_Your objective_
Your copy should match the entries exactly, with the pictures left out.

[Opening The data section]

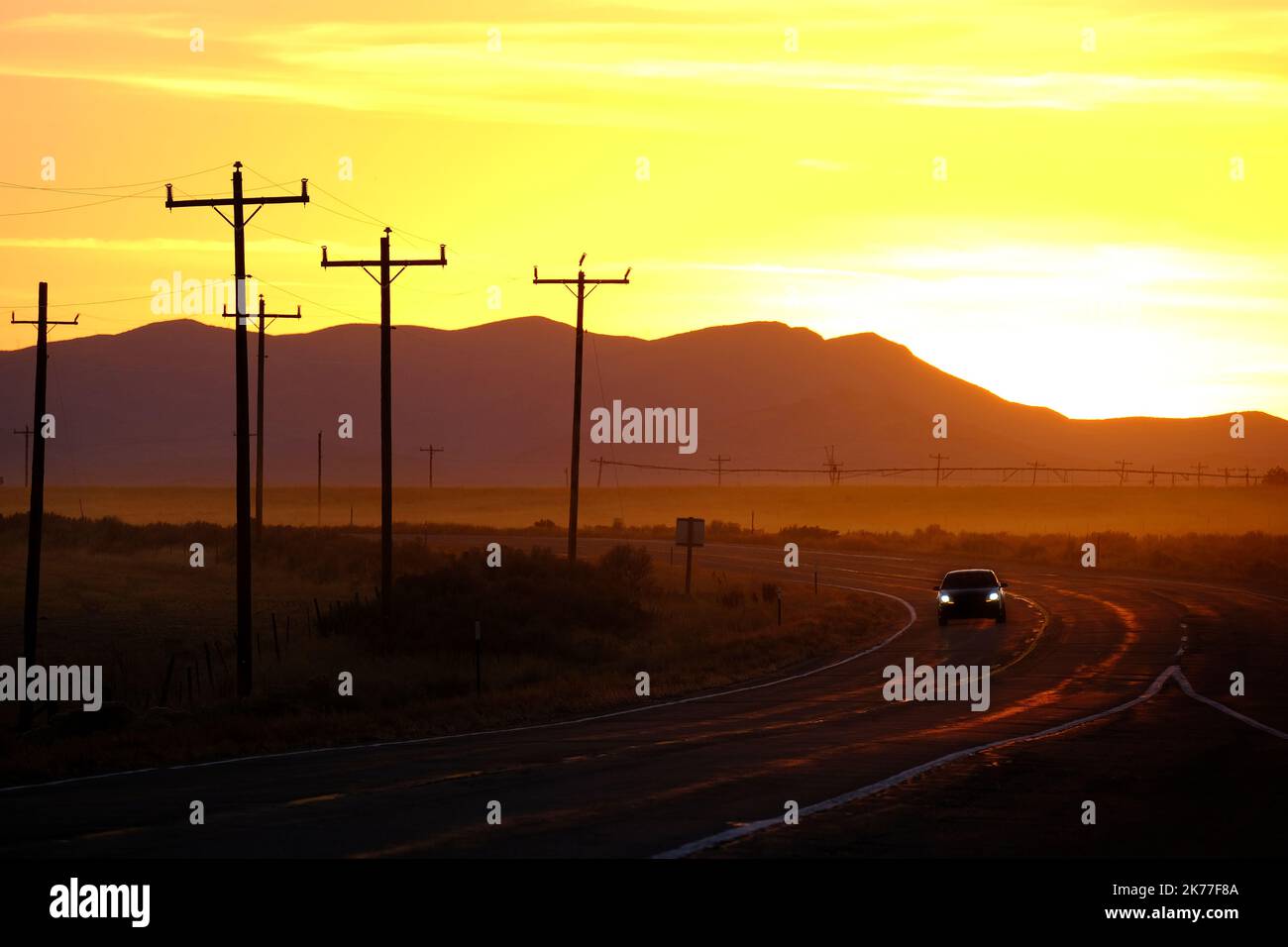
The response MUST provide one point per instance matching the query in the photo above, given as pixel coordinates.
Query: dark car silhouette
(971, 594)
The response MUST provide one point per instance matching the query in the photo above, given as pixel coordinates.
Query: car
(971, 594)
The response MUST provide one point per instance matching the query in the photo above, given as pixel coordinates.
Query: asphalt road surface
(712, 775)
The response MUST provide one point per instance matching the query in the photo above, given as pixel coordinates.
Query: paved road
(658, 780)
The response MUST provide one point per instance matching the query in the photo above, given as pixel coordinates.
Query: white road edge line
(751, 827)
(1185, 685)
(912, 617)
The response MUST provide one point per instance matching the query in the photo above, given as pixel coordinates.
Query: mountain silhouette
(156, 406)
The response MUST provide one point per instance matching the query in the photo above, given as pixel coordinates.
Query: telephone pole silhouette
(37, 513)
(720, 462)
(432, 451)
(833, 466)
(386, 450)
(239, 202)
(259, 411)
(581, 282)
(26, 451)
(939, 459)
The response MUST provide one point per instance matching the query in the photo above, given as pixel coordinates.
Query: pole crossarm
(581, 291)
(386, 505)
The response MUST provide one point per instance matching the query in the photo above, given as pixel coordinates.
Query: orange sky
(1068, 204)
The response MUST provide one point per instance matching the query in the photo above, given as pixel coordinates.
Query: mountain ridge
(155, 405)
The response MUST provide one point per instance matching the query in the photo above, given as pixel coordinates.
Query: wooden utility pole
(432, 451)
(26, 451)
(259, 412)
(720, 460)
(239, 202)
(386, 399)
(581, 282)
(939, 459)
(833, 466)
(37, 510)
(320, 478)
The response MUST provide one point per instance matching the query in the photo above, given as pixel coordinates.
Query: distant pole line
(259, 411)
(1008, 472)
(26, 453)
(581, 282)
(239, 202)
(37, 512)
(939, 459)
(386, 424)
(833, 466)
(432, 451)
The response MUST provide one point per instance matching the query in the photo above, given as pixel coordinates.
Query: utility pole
(37, 513)
(320, 478)
(26, 451)
(939, 459)
(581, 282)
(259, 414)
(386, 399)
(259, 411)
(833, 466)
(720, 462)
(432, 451)
(239, 202)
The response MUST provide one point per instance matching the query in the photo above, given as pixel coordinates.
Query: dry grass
(1017, 509)
(128, 599)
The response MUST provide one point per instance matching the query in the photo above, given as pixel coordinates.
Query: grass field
(1016, 509)
(554, 644)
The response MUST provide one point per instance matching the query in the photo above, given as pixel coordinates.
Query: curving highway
(712, 772)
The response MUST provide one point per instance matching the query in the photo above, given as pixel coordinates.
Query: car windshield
(970, 579)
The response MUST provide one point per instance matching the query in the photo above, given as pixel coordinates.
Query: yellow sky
(1068, 204)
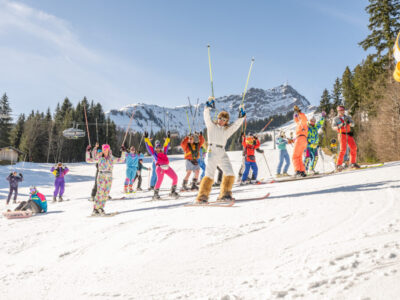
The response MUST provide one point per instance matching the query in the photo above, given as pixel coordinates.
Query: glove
(210, 102)
(242, 113)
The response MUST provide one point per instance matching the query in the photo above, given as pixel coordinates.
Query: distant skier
(281, 142)
(301, 141)
(160, 157)
(250, 144)
(311, 157)
(342, 124)
(37, 202)
(191, 146)
(106, 163)
(132, 165)
(139, 174)
(14, 180)
(218, 134)
(59, 172)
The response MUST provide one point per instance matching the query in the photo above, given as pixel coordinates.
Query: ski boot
(194, 186)
(156, 196)
(173, 192)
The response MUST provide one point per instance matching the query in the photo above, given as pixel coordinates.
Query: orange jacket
(190, 150)
(302, 127)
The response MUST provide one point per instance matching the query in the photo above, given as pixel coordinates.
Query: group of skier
(198, 157)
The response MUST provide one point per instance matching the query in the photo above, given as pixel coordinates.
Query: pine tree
(337, 98)
(384, 24)
(5, 121)
(325, 103)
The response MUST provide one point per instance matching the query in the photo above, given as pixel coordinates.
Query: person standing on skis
(218, 133)
(160, 157)
(132, 165)
(342, 124)
(250, 145)
(105, 161)
(59, 172)
(311, 157)
(282, 141)
(14, 180)
(191, 146)
(301, 141)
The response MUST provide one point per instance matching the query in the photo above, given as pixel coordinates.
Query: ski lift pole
(265, 159)
(87, 125)
(129, 126)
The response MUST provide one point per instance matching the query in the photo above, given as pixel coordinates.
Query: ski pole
(265, 159)
(87, 126)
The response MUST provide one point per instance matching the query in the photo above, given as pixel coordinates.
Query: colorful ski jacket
(192, 150)
(14, 180)
(249, 146)
(59, 172)
(132, 160)
(342, 120)
(312, 136)
(160, 158)
(105, 165)
(40, 200)
(301, 121)
(281, 142)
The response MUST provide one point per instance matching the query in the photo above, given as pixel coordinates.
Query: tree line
(368, 91)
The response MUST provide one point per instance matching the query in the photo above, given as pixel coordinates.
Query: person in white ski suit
(218, 133)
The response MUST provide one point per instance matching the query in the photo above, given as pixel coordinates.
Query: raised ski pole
(265, 159)
(129, 126)
(245, 88)
(87, 125)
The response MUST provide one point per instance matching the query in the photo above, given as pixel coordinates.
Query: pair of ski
(226, 203)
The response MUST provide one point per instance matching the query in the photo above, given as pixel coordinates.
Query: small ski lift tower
(73, 133)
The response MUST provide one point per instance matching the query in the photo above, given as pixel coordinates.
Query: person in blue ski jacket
(311, 157)
(132, 165)
(281, 142)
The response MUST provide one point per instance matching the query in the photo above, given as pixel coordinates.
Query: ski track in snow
(334, 237)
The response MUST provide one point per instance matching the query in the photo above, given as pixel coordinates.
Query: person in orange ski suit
(301, 141)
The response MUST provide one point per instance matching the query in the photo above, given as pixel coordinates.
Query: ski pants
(344, 141)
(160, 176)
(297, 158)
(202, 165)
(311, 158)
(283, 156)
(254, 168)
(94, 189)
(218, 157)
(15, 190)
(104, 181)
(130, 176)
(59, 186)
(153, 179)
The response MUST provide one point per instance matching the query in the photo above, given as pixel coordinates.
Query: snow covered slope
(335, 237)
(260, 104)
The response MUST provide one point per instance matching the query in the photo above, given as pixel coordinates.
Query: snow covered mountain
(259, 103)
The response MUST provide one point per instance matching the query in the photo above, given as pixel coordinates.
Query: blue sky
(124, 52)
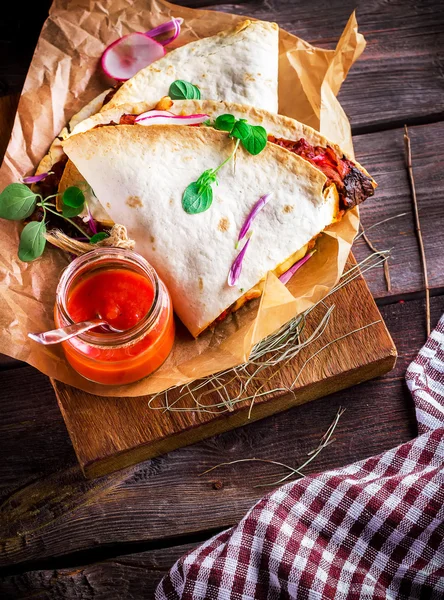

[Closing The data section]

_Answer section_
The response MUST provide one point per instance matching the query in the photo above, given as pixel coordinates.
Query: dark car silhouette
(971, 594)
The response MUST provide one point per instance matching the query in the photo above, given as pixel coordinates.
Query: car
(971, 594)
The response MUST provide one point per instance matching the query in the photo above, given as pixel coordinates.
Query: asphalt road surface
(712, 775)
The response MUST provide one point per instance matching the query in the photo above, given as pixel coordinates.
Query: paved road
(658, 780)
The response MUST provide one point per instance matching the query in the photo above, given as pixel coordinates.
Query: white road edge line
(751, 827)
(1185, 685)
(912, 617)
The response MUST provide one point per instance matching the query in the photo above, given as pixel coordinates.
Query: mountain silhouette
(156, 406)
The response MUST provide one point per instance matching the query in the photo above, given as pixel coordinates.
Query: telephone pole silhouette
(37, 513)
(720, 462)
(432, 451)
(833, 466)
(386, 450)
(239, 202)
(259, 411)
(581, 282)
(26, 451)
(939, 459)
The response MUST provide one point per instance matching the query in the photo above, given as pixel coordinates.
Query: pole crossarm
(581, 291)
(386, 505)
The response MUST provide one point per instance matching the query in the photo above, given as pixel coordinates.
Query: orange sky
(1068, 204)
The response MUST provide one point per instance matching the query in the photo above, given as pixel coordinates.
Query: mountain ridge
(155, 405)
The response MUST provide one point per instance matching the query in the photo above, given as pixel coordinates.
Query: wooden utility pole
(432, 451)
(26, 451)
(259, 412)
(720, 460)
(239, 202)
(386, 399)
(581, 282)
(939, 459)
(833, 466)
(37, 510)
(320, 478)
The response MUST provide one point per instance matching the query in the photo above, given as pixel coordinates.
Query: distant pole line
(259, 411)
(1008, 472)
(26, 453)
(581, 282)
(239, 202)
(37, 512)
(939, 459)
(386, 424)
(833, 466)
(432, 451)
The response MUST provide one point per instance matching the query in the photo above, given as pixel coordinates.
Query: utility pole
(37, 513)
(320, 478)
(26, 451)
(939, 459)
(581, 282)
(259, 414)
(386, 399)
(259, 411)
(833, 466)
(720, 462)
(432, 451)
(239, 202)
The response MUST provide one point per instance matching the query in the photo above, given as pixel coordinates.
Query: dry grass
(1017, 509)
(128, 599)
The response MUST provide one point per instance matching the query in the photo above, given as pixel coordinates.
Query: grass field
(1016, 509)
(554, 644)
The response MUST provide one point per instance matching the query in the photo above, given as pixel coordinates.
Query: curving highway
(712, 772)
The response MUST provide one point per instance matching the query in the photo above, given as pixel coordinates.
Query: car windshield
(970, 579)
The response MUST provide one point per instance matching the query in the photo above, given as pixel coordinates.
Query: yellow sky
(1068, 204)
The response MUST provide one point per instance matching the query in the photo above, given as pixel coordinates.
Query: glove
(210, 102)
(242, 113)
The response MUST provide one point per instance matching the query in the photo above, given as pixel coordinates.
Query: distant skier
(281, 142)
(301, 141)
(160, 157)
(250, 144)
(311, 157)
(342, 124)
(37, 202)
(191, 146)
(106, 163)
(132, 165)
(139, 174)
(14, 180)
(218, 134)
(59, 172)
The response MUST provide one point per instance matching the query in the photo above, given as pixel coordinates.
Query: ski boot
(194, 186)
(156, 196)
(173, 192)
The response MUST provide one point per instance matching the query in the photo above, given as pixel coordinates.
Query: orange jacket
(190, 150)
(302, 127)
The response MUST provide one point per instance matching the query in the photo above, given as pixel coordinates.
Query: group of skier
(198, 157)
The response MUST provide one point per instance matching the query in the photo above, given as pixel coordinates.
Query: pine tree
(337, 98)
(384, 24)
(5, 121)
(325, 103)
The response MUST provide one point per instance matching the query in the photo above, given as pixel coordinates.
Query: person standing on skis
(218, 133)
(160, 157)
(132, 165)
(342, 124)
(250, 145)
(105, 161)
(59, 172)
(311, 157)
(282, 141)
(14, 180)
(191, 146)
(301, 141)
The response MUST provide one point per instance matching the query in the photo above, given as pixel coordinates.
Query: ski lift pole
(265, 159)
(87, 125)
(129, 126)
The response MUST provide one point per instance matching the query in the photo above, given as pixel coordinates.
Query: ski pole
(265, 159)
(87, 126)
The response MUST provide one point per instance matching the query in the photo above, given as pixel coordinates.
Query: colorful ski jacket
(192, 150)
(14, 180)
(249, 146)
(59, 172)
(132, 160)
(342, 120)
(312, 136)
(160, 158)
(105, 165)
(40, 200)
(301, 121)
(281, 142)
The response MUST provide one point per instance matching the query in the photo above, given as pixel coordinates.
Query: tree line
(368, 91)
The response MUST provide one point per instance matching the query in the photo above, given as pixel coordinates.
Query: person in white ski suit
(218, 133)
The response MUST provide one point per instance matching the query in the photo above, given as pixel coordinates.
Query: raised ski pole
(265, 159)
(129, 126)
(245, 88)
(87, 125)
The response MUST provide one point per instance matching the query in the photo above, given as pixel coordinates.
Query: pair of ski
(226, 203)
The response MUST provide one point per instance matching the query in the photo above, given as pixel coordinates.
Query: small ski lift tower
(73, 133)
The response MUST provide one point per instance matching the query in the photo above, given as pixel coordinates.
Query: person in blue ski jacket
(311, 157)
(132, 165)
(281, 142)
The response MUST provide one point per instance matching the query in the photo above, given as pixel coordinates.
Query: ski track in snow
(334, 237)
The response MUST provide one point per instance matching the query in the photo above, given as pixel coordinates.
Query: person in orange ski suit
(301, 141)
The response MUST provide one point per instance matching the query in the photo above, given as pixel coordinates.
Query: ski pants
(344, 141)
(160, 176)
(297, 158)
(202, 165)
(311, 158)
(283, 156)
(254, 168)
(94, 189)
(218, 157)
(15, 190)
(104, 181)
(130, 176)
(59, 186)
(153, 179)
The response MUST provide one point per instance matching the query in the photo above, given as pixel coordinates.
Query: snow covered slope
(335, 237)
(260, 104)
The response MUST provide one point per instance matching the query in the photo above, given as pixel coordinates.
Query: snow covered mountain
(259, 103)
The response MUST provide one point per instance matching the query in the photo above, given as pixel coordinates.
Query: blue sky
(124, 52)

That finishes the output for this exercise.